— Start THE RECORDS —

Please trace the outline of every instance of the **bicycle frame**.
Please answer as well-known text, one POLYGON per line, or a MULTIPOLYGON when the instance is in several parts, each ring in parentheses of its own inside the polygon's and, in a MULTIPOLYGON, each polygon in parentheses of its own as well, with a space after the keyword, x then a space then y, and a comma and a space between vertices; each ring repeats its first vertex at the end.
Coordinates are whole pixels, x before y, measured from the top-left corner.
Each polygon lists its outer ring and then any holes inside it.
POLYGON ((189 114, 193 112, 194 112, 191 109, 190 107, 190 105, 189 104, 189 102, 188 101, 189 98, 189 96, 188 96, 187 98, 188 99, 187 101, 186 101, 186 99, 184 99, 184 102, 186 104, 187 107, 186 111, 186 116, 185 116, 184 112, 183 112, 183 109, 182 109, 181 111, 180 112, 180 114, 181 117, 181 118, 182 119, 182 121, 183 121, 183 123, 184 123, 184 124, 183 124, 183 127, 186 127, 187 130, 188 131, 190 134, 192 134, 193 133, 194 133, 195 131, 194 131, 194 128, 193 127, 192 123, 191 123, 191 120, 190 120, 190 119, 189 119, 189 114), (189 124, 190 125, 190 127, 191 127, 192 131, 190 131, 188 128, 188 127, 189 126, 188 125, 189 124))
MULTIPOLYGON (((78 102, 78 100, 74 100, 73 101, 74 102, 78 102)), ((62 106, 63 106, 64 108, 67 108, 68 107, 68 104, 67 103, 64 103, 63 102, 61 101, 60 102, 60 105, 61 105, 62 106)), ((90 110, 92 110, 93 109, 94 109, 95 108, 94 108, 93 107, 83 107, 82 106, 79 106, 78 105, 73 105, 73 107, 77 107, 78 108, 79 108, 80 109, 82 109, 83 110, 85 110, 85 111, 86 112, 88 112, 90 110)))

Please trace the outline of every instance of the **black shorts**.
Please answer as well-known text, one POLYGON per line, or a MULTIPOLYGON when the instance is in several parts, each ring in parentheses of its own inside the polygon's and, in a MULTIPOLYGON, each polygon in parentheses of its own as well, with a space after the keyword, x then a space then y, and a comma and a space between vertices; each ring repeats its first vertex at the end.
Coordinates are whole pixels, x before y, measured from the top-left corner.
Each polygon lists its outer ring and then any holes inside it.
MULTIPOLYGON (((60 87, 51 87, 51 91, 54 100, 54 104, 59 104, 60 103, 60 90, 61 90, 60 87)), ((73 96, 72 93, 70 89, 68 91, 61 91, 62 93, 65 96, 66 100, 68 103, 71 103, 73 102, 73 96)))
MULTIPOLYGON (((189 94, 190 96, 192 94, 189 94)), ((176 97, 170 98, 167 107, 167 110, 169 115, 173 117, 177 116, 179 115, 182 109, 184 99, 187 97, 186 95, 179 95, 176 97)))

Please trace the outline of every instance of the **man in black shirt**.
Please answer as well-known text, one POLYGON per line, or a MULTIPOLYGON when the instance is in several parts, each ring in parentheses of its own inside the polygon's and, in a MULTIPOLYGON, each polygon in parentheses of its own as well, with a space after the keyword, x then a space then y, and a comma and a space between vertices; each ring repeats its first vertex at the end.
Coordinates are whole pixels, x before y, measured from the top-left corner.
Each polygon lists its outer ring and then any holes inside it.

— End THE RECORDS —

TASK TO CARRY OUT: Starting at the line with "Please trace the outline of every instance of the **man" and running to the end of the items, convert those lines into a Markdown table with the columns n and Line, numbering each row and leaving out blank lines.

TASK RESULT:
| n | Line |
|---|---|
| 1 | Please trace the outline of every instance of the **man in black shirt**. |
| 2 | Please answer as well-known text, one POLYGON per line, or a MULTIPOLYGON when the instance is in several parts, each ring in parentheses of its own inside the polygon's and, in a MULTIPOLYGON, each polygon in parentheses of its own as well, with a space after the keyword, x then a space then y, and a comma and a space between vertices; each ring repeats its first vertex at the end. |
| 3 | Coordinates are whole pixels, x before y, measured from the top-left corner. |
| 4 | Each polygon lists its outer ring and then any holes inside it. |